> _Stored items_
>>>>>

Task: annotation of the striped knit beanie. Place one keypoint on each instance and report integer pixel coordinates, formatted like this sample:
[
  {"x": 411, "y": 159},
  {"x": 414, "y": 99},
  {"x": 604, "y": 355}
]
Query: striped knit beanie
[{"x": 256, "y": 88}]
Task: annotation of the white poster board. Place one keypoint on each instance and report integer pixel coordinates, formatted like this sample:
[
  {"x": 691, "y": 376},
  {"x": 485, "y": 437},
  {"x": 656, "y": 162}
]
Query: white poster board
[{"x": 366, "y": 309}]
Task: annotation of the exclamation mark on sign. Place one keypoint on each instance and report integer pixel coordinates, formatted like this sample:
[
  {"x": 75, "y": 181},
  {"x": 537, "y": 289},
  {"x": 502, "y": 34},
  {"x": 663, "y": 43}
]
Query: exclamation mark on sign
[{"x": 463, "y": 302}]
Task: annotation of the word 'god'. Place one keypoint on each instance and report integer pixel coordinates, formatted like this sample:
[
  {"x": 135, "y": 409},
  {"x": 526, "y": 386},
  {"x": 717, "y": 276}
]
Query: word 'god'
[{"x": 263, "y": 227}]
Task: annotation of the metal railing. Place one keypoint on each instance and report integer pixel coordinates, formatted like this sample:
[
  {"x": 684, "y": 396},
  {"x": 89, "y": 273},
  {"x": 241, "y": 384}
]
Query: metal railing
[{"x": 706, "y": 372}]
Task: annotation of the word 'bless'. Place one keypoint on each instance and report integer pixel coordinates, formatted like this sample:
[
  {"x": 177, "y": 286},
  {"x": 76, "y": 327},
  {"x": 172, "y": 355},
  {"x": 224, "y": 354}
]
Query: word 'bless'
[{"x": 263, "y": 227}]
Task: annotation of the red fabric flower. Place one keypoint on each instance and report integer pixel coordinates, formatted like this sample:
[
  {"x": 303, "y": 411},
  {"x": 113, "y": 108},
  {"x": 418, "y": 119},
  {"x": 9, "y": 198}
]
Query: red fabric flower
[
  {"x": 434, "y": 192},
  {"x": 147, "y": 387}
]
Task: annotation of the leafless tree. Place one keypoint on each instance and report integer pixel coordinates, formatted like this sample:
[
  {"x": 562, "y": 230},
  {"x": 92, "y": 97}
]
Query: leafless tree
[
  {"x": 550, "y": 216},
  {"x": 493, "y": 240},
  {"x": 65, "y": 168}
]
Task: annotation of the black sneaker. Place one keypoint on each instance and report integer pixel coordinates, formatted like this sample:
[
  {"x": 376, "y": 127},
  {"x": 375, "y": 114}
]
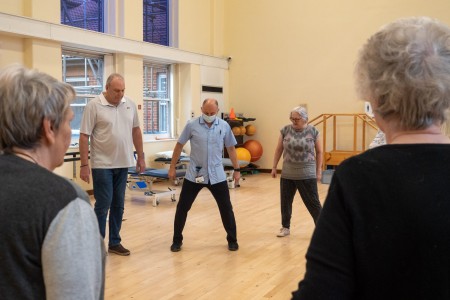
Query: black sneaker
[
  {"x": 119, "y": 250},
  {"x": 175, "y": 247},
  {"x": 233, "y": 246}
]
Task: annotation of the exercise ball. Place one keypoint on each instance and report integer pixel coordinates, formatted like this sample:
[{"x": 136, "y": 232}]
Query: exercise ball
[
  {"x": 255, "y": 149},
  {"x": 243, "y": 155},
  {"x": 250, "y": 130},
  {"x": 236, "y": 130}
]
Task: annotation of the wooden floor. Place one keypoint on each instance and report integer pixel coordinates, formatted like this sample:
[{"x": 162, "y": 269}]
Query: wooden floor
[{"x": 265, "y": 267}]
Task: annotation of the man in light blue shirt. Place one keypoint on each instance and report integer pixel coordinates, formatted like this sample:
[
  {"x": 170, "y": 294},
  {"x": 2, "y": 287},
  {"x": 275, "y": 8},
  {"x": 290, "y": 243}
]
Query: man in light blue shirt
[{"x": 208, "y": 136}]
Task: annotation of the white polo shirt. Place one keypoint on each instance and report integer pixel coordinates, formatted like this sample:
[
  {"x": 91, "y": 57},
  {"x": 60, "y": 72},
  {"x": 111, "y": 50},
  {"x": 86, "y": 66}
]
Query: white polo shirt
[{"x": 110, "y": 130}]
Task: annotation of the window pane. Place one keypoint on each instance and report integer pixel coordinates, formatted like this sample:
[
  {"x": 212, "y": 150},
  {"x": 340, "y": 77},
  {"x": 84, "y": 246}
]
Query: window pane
[
  {"x": 156, "y": 20},
  {"x": 157, "y": 104},
  {"x": 87, "y": 14},
  {"x": 85, "y": 74}
]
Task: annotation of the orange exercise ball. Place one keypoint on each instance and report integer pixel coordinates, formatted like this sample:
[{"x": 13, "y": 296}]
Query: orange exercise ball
[
  {"x": 243, "y": 154},
  {"x": 255, "y": 149},
  {"x": 236, "y": 130},
  {"x": 250, "y": 130}
]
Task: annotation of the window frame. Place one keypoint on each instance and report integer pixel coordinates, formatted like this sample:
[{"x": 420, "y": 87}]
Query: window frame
[
  {"x": 165, "y": 104},
  {"x": 87, "y": 96}
]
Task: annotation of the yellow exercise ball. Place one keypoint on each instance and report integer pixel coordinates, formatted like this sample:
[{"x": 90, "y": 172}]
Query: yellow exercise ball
[
  {"x": 243, "y": 155},
  {"x": 250, "y": 130}
]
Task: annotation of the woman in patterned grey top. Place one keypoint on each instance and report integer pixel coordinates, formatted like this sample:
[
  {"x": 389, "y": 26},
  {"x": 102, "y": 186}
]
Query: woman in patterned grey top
[{"x": 302, "y": 160}]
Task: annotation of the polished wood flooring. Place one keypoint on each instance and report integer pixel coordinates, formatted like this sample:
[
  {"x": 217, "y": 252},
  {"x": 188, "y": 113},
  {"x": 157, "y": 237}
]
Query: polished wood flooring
[{"x": 265, "y": 267}]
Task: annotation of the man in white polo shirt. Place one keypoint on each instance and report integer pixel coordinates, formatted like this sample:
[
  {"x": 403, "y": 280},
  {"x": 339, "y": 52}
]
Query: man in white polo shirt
[{"x": 111, "y": 124}]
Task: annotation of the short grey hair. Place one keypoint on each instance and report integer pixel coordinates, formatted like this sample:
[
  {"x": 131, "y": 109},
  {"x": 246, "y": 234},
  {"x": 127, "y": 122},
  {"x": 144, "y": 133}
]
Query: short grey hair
[
  {"x": 301, "y": 111},
  {"x": 404, "y": 70},
  {"x": 112, "y": 77},
  {"x": 27, "y": 97}
]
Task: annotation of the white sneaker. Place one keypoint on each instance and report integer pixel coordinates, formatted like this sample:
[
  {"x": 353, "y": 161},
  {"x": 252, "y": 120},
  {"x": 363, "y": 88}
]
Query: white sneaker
[{"x": 283, "y": 232}]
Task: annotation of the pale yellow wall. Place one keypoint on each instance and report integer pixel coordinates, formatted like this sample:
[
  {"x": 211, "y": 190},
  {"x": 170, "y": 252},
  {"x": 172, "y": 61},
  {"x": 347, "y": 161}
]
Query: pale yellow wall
[
  {"x": 13, "y": 7},
  {"x": 11, "y": 50},
  {"x": 45, "y": 10},
  {"x": 303, "y": 51},
  {"x": 130, "y": 19},
  {"x": 194, "y": 26},
  {"x": 44, "y": 56}
]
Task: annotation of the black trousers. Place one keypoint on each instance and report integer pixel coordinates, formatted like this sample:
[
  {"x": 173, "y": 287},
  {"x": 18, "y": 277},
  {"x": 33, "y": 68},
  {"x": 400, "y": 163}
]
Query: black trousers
[
  {"x": 310, "y": 196},
  {"x": 221, "y": 194}
]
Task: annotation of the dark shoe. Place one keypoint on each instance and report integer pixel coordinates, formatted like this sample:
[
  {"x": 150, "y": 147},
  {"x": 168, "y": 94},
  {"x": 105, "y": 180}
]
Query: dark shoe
[
  {"x": 176, "y": 247},
  {"x": 119, "y": 250},
  {"x": 233, "y": 246}
]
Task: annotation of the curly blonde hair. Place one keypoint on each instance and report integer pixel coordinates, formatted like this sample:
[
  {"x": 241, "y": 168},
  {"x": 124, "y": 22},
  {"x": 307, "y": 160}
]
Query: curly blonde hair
[{"x": 404, "y": 71}]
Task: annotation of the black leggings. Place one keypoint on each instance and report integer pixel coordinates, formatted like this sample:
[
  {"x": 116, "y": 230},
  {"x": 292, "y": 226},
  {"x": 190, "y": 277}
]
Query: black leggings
[
  {"x": 310, "y": 196},
  {"x": 220, "y": 193}
]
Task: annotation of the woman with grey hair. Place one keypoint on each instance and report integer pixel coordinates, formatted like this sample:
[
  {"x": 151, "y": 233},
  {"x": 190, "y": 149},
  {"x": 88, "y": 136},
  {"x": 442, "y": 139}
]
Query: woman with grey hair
[
  {"x": 51, "y": 246},
  {"x": 302, "y": 166},
  {"x": 384, "y": 231}
]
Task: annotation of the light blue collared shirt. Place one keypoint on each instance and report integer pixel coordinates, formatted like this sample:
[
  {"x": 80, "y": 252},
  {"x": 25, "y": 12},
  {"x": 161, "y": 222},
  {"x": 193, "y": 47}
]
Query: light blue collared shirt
[{"x": 207, "y": 144}]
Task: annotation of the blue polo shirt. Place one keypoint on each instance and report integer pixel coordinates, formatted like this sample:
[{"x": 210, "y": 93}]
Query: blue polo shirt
[{"x": 207, "y": 145}]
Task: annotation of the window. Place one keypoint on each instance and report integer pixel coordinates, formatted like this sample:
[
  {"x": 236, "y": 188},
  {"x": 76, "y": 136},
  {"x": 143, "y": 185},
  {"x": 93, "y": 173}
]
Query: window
[
  {"x": 85, "y": 74},
  {"x": 157, "y": 104},
  {"x": 156, "y": 22},
  {"x": 87, "y": 14}
]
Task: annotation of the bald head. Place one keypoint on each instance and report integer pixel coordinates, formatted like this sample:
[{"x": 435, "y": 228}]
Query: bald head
[{"x": 210, "y": 108}]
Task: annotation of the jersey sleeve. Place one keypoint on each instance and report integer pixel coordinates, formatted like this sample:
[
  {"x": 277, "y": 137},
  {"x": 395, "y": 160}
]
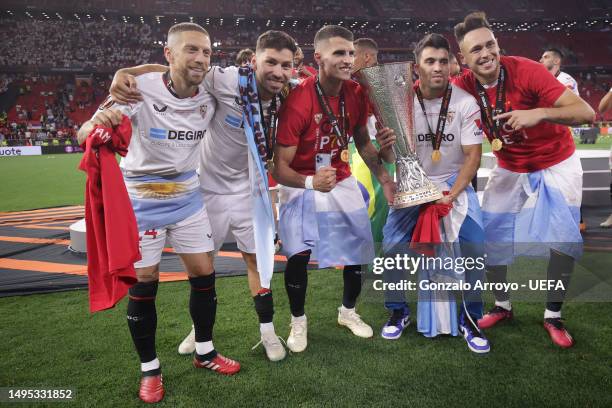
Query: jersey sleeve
[
  {"x": 543, "y": 84},
  {"x": 471, "y": 133},
  {"x": 128, "y": 110},
  {"x": 222, "y": 82},
  {"x": 292, "y": 120}
]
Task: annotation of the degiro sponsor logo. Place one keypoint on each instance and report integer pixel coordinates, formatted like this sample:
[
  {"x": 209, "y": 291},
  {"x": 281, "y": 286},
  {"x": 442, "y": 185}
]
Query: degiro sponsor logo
[
  {"x": 165, "y": 134},
  {"x": 20, "y": 151},
  {"x": 428, "y": 136}
]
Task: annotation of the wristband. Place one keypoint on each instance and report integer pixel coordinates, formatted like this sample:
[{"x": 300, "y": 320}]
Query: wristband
[{"x": 308, "y": 183}]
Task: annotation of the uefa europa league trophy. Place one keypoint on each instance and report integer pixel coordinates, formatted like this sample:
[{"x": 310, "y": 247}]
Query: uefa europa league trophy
[{"x": 389, "y": 87}]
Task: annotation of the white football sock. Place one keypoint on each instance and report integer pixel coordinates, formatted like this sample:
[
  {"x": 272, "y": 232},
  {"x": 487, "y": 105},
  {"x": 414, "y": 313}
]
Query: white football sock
[
  {"x": 151, "y": 365},
  {"x": 266, "y": 327},
  {"x": 204, "y": 347},
  {"x": 504, "y": 304},
  {"x": 549, "y": 314}
]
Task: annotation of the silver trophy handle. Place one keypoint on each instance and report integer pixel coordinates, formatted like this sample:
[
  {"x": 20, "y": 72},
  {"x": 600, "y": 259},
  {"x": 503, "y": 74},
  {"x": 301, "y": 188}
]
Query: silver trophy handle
[{"x": 389, "y": 87}]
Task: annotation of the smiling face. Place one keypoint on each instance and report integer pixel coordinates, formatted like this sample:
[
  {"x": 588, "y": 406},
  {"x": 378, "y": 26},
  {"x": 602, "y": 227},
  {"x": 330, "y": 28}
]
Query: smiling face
[
  {"x": 335, "y": 57},
  {"x": 272, "y": 70},
  {"x": 433, "y": 69},
  {"x": 550, "y": 60},
  {"x": 188, "y": 54},
  {"x": 479, "y": 50}
]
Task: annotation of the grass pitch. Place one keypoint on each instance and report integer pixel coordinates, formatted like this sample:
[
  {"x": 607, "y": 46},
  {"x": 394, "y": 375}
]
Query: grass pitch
[
  {"x": 49, "y": 181},
  {"x": 52, "y": 341},
  {"x": 30, "y": 182}
]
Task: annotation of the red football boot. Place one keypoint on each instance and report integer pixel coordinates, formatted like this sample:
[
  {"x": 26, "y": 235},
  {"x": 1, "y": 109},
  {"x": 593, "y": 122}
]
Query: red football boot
[
  {"x": 558, "y": 333},
  {"x": 495, "y": 315},
  {"x": 151, "y": 389},
  {"x": 219, "y": 363}
]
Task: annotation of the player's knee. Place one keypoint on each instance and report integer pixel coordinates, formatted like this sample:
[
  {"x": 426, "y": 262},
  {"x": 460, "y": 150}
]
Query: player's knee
[
  {"x": 148, "y": 274},
  {"x": 201, "y": 269}
]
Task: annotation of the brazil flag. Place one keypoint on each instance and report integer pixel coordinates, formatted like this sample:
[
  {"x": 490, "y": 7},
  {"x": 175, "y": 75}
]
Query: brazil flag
[{"x": 372, "y": 192}]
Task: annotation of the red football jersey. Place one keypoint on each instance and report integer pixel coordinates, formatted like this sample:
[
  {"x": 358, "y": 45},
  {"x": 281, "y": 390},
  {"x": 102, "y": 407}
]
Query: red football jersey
[
  {"x": 302, "y": 122},
  {"x": 528, "y": 86}
]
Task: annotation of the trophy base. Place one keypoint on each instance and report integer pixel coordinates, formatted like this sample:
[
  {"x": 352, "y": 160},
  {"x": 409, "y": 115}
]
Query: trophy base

<<<<<

> _TASK GOAL_
Please recast the items from the line containing "Task: annotation of the player's" through the last line of the items as a Markdown table with the columns Row and Line. Number each line and leave out blank lines.

> _THE COMPLETED TASK_
| Row | Line |
|---|---|
| 1 | Task: annotation of the player's knee. Place one keypoint on each instance and report integer pixel coordinates, formatted like this sample: |
| 2 | [ |
| 3 |   {"x": 426, "y": 262}, |
| 4 |   {"x": 460, "y": 150} |
| 5 | ] |
| 6 | Query: player's knee |
| 7 | [ |
| 8 |   {"x": 148, "y": 274}, |
| 9 |   {"x": 201, "y": 269} |
| 10 | ] |
| 11 | Task: annotation of the brazil flag. Place one keypoint on each instance and report integer pixel coordinates, formatted like this sample: |
| 12 | [ |
| 13 |   {"x": 490, "y": 7}, |
| 14 |   {"x": 175, "y": 75} |
| 15 | ] |
| 16 | Query: brazil flag |
| 17 | [{"x": 372, "y": 192}] |
| 18 | Task: annotation of the red football jersey. Place one keypoint on each instance and report integer pixel coordinates, formatted like this sample: |
| 19 | [ |
| 20 |   {"x": 358, "y": 45}, |
| 21 |   {"x": 281, "y": 390}, |
| 22 |   {"x": 102, "y": 407} |
| 23 | ] |
| 24 | Query: red football jersey |
| 25 | [ |
| 26 |   {"x": 302, "y": 122}, |
| 27 |   {"x": 528, "y": 86} |
| 28 | ] |
| 29 | Task: annotation of the trophy base. Place one keypoint on each instance and report integer pixel coordinates, formatted like this sample: |
| 30 | [ |
| 31 |   {"x": 352, "y": 160}, |
| 32 |   {"x": 409, "y": 115} |
| 33 | ] |
| 34 | Query: trophy base |